=== The problem ===
Copy out the records below exactly as they appear.

━━━━━ Dataset entries ━━━━━

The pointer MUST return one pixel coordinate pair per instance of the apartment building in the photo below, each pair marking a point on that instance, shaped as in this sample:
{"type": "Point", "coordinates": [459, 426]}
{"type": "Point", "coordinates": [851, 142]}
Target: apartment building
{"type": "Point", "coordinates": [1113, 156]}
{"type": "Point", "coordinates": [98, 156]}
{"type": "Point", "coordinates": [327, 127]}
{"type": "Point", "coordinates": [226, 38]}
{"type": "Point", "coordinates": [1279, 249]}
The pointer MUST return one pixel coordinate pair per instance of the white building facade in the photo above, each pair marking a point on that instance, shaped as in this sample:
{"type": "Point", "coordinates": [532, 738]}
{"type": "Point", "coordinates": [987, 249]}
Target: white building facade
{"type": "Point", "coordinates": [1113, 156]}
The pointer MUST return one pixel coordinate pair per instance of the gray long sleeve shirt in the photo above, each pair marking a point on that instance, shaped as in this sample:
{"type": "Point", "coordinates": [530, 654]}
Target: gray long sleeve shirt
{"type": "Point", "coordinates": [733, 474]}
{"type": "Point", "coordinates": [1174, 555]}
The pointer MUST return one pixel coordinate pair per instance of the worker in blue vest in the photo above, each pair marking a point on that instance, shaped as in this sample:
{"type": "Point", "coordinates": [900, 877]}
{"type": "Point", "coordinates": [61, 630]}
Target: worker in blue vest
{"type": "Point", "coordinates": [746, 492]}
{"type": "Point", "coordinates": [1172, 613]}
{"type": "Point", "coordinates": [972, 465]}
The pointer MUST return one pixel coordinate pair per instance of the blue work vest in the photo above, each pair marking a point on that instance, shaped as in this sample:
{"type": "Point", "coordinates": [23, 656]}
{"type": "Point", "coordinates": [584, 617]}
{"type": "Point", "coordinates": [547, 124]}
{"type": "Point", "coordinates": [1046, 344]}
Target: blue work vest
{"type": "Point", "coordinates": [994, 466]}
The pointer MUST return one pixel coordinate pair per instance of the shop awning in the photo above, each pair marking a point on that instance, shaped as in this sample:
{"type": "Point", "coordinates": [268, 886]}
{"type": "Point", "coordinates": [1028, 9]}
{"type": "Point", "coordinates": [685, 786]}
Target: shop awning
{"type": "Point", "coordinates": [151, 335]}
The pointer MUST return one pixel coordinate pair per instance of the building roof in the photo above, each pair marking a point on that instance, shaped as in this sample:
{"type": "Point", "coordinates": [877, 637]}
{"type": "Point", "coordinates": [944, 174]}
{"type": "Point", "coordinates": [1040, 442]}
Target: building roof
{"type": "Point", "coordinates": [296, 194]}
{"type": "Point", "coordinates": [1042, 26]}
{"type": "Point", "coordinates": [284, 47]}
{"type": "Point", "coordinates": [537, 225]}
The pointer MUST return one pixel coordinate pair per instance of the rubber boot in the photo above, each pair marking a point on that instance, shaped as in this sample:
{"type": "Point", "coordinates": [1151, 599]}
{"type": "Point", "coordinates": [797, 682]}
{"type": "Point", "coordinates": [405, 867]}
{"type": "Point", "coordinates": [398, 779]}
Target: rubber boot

━━━━━

=== Written response ===
The pointer MUST return one pixel coordinate pair per instance of the apartment building in the photo below, each pair marking a point on that instance, shaped as in this sample:
{"type": "Point", "coordinates": [459, 426]}
{"type": "Point", "coordinates": [851, 142]}
Target: apartment building
{"type": "Point", "coordinates": [1113, 156]}
{"type": "Point", "coordinates": [98, 156]}
{"type": "Point", "coordinates": [327, 127]}
{"type": "Point", "coordinates": [226, 38]}
{"type": "Point", "coordinates": [1279, 249]}
The pointer MUST return one pixel coordinate pair per instance of the white building facade in the photo above, each pair marking a point on that instance, shaped as in this sample:
{"type": "Point", "coordinates": [532, 738]}
{"type": "Point", "coordinates": [987, 249]}
Target: white building facade
{"type": "Point", "coordinates": [1113, 156]}
The pointer MUST return one pixel coordinate pair per instance of the gray long sleeve shirt in the photo above, each pair marking a point on that instance, shaped as in this sample:
{"type": "Point", "coordinates": [530, 654]}
Target: gray long sleeve shirt
{"type": "Point", "coordinates": [733, 474]}
{"type": "Point", "coordinates": [1174, 555]}
The pointer MUST return one pixel coordinate pair per instance of the worker in blue vest in the photo above, each pair marking a point on that instance, shaped as in this sample:
{"type": "Point", "coordinates": [900, 877]}
{"type": "Point", "coordinates": [61, 630]}
Target: worker in blue vest
{"type": "Point", "coordinates": [746, 492]}
{"type": "Point", "coordinates": [1172, 613]}
{"type": "Point", "coordinates": [972, 465]}
The pointer MUST return one pixel coordinate pair per instance of the blue work vest in the photo above, each pair marking a point on that instance, shaped as in this sample:
{"type": "Point", "coordinates": [23, 656]}
{"type": "Point", "coordinates": [584, 617]}
{"type": "Point", "coordinates": [547, 124]}
{"type": "Point", "coordinates": [1046, 344]}
Target: blue work vest
{"type": "Point", "coordinates": [994, 466]}
The pointer MUST return one pixel coordinate pair per instance of the shop awning in the photo above, each pair marking a point on that instance, shaped as in this sample:
{"type": "Point", "coordinates": [268, 886]}
{"type": "Point", "coordinates": [1028, 9]}
{"type": "Point", "coordinates": [685, 786]}
Target: shop awning
{"type": "Point", "coordinates": [151, 335]}
The pointer MUST return one pixel coordinate pair per instance of the building roof in the photo above, each pair marking a point on that instance, shaped as in this sample:
{"type": "Point", "coordinates": [877, 637]}
{"type": "Point", "coordinates": [944, 174]}
{"type": "Point", "coordinates": [1040, 442]}
Target: building roof
{"type": "Point", "coordinates": [296, 194]}
{"type": "Point", "coordinates": [1042, 26]}
{"type": "Point", "coordinates": [284, 47]}
{"type": "Point", "coordinates": [537, 225]}
The pointer MUST return one pixel coordinate pair per instance of the rubber boot in the photo above, each pair marking a point on that instance, shaped as in this sample:
{"type": "Point", "coordinates": [1151, 599]}
{"type": "Point", "coordinates": [797, 682]}
{"type": "Point", "coordinates": [405, 867]}
{"type": "Point", "coordinates": [398, 779]}
Target: rubber boot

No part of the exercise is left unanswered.